## What you need to do
Arrange the entries below as a two-column CSV with the header columns "instruction" and "boxes", one row per entry. Put each entry's text and its answer in a single quoted field, with any line breaks replaced by spaces.

==============================

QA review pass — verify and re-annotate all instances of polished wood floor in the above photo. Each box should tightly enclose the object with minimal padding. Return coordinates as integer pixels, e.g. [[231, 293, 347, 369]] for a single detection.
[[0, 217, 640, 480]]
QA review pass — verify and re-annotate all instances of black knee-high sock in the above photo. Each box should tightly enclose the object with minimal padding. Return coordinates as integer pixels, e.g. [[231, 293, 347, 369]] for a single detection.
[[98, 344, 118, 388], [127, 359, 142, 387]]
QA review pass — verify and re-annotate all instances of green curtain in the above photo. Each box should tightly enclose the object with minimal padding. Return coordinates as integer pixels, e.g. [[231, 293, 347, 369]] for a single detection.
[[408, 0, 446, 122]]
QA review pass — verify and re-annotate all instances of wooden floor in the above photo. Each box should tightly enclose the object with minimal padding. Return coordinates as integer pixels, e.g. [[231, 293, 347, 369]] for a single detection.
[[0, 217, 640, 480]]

==============================

## Result for this exercise
instruction,boxes
"QA review pass — verify and re-annotate all instances of polished wood floor in the above photo. Each box should tightly enclose the object with minimal padding. Return coordinates as integer pixels, e.g. [[231, 293, 347, 369]] for a single detection.","[[0, 217, 640, 480]]"
"QA review pass — verify and re-annotate all instances of black knee-high sock in the above photo. Each box should tightly enclose the object with minimal padding. Return coordinates as integer pixels, e.g. [[231, 293, 347, 369]] for a single detection.","[[98, 344, 118, 388], [127, 359, 142, 387]]"
"QA review pass — verify and re-annotate all instances of green curtain in the above photo. Each box should tightly enclose the object with minimal padding. Return coordinates as integer pixels, e.g. [[231, 293, 347, 369]] for a single detection.","[[408, 0, 446, 122]]"
"QA review pass — verify and re-annotate all instances of wooden floor in the above photo. Each box should tightly enclose the object with minimal padding. Return coordinates as integer pixels, e.g. [[231, 293, 347, 369]] for a single detection.","[[0, 217, 640, 480]]"